### DATASET RECORDS
====
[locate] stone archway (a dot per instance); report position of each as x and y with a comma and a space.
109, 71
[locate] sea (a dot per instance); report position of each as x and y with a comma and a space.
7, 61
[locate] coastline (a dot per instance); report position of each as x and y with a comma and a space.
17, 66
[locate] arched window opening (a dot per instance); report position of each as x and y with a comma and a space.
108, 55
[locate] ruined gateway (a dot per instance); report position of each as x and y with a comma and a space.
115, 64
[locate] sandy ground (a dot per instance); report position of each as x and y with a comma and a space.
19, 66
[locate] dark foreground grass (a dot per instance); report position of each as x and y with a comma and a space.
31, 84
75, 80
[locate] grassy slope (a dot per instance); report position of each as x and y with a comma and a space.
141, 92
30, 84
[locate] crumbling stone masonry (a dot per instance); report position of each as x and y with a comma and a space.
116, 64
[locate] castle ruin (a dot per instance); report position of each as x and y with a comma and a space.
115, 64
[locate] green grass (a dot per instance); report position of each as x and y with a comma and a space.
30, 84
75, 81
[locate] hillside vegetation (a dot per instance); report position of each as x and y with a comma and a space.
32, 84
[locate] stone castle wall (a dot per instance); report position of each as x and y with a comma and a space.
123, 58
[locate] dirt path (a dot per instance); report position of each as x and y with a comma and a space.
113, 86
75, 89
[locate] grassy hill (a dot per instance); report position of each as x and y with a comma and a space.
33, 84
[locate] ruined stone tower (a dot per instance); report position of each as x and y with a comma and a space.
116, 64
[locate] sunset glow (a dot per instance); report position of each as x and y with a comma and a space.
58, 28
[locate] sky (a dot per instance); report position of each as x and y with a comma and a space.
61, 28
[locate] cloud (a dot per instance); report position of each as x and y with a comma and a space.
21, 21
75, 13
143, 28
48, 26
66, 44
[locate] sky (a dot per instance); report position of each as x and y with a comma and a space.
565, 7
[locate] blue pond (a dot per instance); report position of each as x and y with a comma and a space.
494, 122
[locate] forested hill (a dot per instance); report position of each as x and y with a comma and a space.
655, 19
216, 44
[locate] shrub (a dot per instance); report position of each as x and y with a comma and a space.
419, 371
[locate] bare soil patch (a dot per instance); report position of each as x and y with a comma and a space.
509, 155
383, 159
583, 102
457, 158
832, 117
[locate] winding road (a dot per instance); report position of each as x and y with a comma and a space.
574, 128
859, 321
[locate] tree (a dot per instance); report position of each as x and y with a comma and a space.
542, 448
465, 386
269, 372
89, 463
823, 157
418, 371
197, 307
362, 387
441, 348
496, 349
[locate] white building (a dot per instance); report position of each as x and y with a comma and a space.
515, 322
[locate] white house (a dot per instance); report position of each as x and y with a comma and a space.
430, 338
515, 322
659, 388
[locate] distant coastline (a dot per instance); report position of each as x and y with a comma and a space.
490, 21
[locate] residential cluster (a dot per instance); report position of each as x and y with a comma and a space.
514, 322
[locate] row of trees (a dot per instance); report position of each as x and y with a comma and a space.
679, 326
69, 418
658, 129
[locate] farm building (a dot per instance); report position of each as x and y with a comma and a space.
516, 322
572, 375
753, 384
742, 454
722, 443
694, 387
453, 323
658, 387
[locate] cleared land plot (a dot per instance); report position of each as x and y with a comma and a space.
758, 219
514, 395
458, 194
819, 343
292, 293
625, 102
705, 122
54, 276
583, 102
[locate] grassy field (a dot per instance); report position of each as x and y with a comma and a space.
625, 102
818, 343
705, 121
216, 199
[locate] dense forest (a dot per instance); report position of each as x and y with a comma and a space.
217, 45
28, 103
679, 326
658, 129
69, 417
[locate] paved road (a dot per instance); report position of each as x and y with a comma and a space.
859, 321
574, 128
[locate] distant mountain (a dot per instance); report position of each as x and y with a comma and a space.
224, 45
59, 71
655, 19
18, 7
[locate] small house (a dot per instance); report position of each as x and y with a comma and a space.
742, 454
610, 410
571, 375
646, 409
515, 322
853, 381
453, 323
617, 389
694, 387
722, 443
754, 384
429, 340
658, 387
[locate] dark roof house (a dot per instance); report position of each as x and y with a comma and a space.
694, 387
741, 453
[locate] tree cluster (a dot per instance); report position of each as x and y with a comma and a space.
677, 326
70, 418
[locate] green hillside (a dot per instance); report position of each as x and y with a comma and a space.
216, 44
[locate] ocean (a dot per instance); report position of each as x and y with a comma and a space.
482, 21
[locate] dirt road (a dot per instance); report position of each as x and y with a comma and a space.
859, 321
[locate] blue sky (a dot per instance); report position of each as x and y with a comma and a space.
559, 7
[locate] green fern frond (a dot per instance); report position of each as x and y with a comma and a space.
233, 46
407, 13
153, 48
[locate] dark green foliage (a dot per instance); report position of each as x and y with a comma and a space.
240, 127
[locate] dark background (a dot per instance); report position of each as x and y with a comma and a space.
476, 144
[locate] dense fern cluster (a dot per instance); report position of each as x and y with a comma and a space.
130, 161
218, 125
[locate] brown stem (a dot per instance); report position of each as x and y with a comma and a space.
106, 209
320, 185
====
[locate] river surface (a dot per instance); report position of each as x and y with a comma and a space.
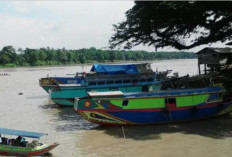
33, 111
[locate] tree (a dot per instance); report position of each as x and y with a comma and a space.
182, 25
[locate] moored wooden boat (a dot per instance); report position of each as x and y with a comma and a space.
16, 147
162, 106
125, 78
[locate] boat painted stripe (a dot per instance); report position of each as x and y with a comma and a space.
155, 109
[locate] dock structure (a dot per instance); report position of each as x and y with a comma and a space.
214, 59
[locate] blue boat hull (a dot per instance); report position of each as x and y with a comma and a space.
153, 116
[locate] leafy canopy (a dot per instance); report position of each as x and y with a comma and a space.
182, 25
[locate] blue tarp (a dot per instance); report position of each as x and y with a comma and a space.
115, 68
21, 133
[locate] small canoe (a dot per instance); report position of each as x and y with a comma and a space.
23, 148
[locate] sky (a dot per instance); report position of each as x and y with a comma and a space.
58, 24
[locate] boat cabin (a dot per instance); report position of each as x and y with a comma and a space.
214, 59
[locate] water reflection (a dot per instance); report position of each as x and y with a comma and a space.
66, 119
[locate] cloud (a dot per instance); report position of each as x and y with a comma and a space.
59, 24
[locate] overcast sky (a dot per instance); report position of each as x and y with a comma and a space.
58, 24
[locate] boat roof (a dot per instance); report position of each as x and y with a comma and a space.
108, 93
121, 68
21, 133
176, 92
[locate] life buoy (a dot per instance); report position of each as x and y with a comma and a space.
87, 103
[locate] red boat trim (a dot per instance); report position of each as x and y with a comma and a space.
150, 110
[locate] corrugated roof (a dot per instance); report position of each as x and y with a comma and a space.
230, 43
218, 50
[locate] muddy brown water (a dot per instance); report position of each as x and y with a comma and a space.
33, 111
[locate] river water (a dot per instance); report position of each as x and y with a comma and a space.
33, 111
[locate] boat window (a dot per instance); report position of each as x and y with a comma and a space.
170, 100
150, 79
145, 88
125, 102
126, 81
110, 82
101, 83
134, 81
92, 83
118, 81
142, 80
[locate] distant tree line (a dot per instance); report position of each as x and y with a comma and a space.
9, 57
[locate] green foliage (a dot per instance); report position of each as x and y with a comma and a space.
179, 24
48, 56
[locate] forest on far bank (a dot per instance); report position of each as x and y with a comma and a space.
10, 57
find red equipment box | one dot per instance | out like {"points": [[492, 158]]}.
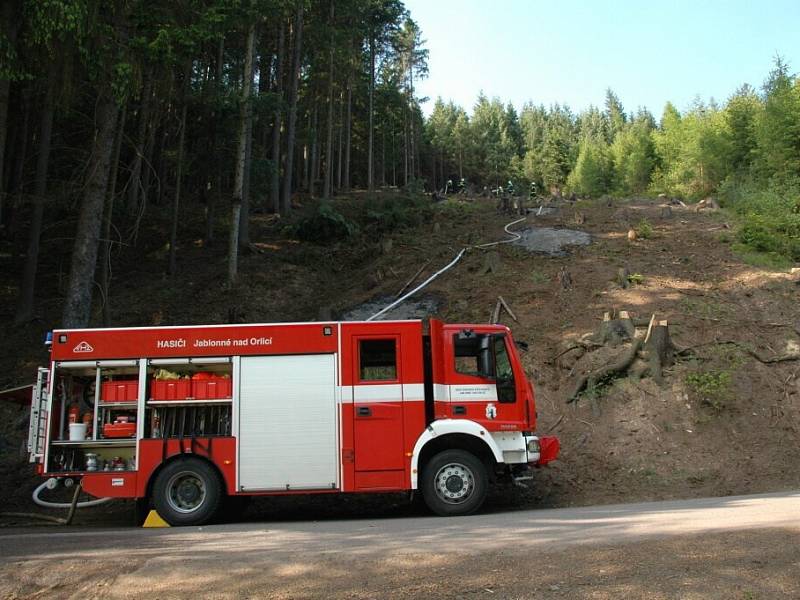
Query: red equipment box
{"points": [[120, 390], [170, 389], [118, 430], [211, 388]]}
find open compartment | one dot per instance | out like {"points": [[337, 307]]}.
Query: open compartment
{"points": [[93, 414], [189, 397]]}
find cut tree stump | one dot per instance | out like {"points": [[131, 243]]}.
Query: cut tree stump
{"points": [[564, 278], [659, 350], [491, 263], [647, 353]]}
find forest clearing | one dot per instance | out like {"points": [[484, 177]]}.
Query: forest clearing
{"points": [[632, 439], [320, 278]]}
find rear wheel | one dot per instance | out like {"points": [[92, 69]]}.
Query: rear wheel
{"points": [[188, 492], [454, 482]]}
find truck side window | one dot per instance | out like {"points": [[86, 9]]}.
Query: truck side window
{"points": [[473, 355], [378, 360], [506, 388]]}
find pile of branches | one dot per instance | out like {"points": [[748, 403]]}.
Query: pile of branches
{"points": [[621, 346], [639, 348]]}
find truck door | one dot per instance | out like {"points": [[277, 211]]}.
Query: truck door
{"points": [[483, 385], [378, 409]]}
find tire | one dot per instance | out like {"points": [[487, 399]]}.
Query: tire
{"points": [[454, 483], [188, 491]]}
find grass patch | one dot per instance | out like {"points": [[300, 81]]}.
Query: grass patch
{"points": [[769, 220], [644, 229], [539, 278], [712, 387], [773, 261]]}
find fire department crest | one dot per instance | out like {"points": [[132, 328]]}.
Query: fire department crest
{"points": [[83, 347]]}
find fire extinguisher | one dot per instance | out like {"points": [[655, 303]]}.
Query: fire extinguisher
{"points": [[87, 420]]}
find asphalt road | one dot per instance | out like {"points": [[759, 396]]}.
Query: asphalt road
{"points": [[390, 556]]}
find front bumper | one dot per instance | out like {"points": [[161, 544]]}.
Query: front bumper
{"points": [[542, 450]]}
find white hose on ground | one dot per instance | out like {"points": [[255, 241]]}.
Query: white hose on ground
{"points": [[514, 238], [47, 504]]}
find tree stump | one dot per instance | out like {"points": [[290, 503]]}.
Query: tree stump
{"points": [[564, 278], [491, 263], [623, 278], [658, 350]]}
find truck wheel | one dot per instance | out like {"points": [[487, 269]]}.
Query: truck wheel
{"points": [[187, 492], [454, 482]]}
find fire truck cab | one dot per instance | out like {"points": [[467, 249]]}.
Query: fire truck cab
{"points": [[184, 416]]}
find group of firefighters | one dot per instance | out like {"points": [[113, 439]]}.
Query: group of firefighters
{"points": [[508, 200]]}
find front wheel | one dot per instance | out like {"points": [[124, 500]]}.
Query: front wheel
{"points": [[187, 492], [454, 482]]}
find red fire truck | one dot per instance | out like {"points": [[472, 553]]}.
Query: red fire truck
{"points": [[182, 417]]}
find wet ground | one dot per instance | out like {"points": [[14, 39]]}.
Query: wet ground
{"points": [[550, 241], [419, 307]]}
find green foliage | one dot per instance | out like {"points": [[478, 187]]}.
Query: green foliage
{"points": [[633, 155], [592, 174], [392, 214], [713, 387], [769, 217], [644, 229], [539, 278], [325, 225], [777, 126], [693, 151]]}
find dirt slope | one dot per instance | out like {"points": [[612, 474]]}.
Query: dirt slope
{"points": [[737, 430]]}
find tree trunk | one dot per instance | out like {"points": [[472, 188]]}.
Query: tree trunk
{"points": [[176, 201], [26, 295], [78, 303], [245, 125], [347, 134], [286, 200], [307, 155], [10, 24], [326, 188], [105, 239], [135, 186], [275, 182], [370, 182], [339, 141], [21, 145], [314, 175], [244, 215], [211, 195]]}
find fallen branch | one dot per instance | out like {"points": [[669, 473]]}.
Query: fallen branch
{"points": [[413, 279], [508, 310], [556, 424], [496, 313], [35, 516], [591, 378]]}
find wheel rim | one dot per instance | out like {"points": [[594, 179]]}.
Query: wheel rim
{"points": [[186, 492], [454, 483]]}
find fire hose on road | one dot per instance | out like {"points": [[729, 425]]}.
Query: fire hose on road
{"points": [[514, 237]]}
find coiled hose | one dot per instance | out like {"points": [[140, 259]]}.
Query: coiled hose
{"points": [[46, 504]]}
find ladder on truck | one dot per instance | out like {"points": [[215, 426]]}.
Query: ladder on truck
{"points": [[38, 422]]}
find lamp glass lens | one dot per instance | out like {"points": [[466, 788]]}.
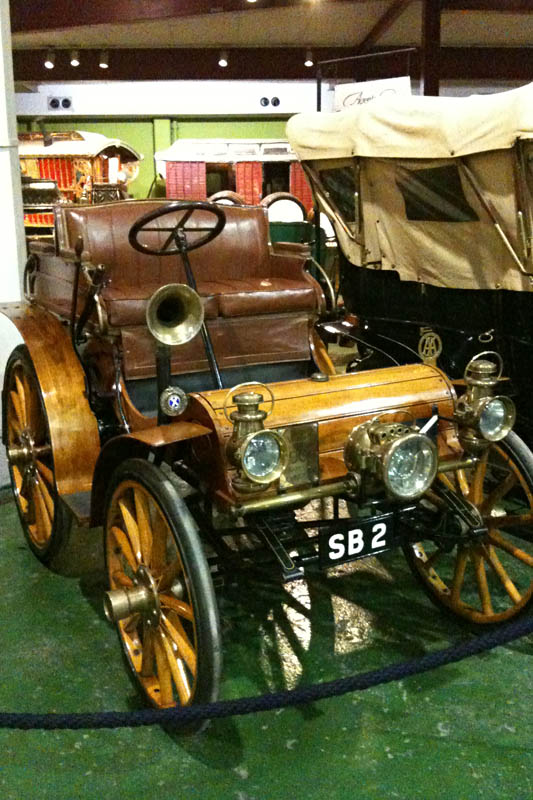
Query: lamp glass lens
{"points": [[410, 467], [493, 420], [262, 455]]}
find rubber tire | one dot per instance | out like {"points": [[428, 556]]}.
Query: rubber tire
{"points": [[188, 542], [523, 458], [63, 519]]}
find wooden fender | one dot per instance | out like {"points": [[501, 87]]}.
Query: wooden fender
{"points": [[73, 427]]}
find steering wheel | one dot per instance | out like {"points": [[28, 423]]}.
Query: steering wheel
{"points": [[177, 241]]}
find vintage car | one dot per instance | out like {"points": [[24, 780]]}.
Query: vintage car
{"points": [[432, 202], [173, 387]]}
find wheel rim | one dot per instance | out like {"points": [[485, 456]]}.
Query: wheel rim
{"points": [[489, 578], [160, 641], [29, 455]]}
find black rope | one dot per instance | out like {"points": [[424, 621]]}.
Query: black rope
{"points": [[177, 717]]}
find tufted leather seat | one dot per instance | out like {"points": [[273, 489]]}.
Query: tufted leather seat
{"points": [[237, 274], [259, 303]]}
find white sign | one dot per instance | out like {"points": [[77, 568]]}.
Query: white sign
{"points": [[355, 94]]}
====
Copy out every line of the items above that contains the word "dense", reporting each line in full.

[locate] dense forest (a dot per instance); report position of each as x and y with a comma and a space.
[locate] dense fern cluster (a dot per instance); report position of each as x and y with a comma and a space.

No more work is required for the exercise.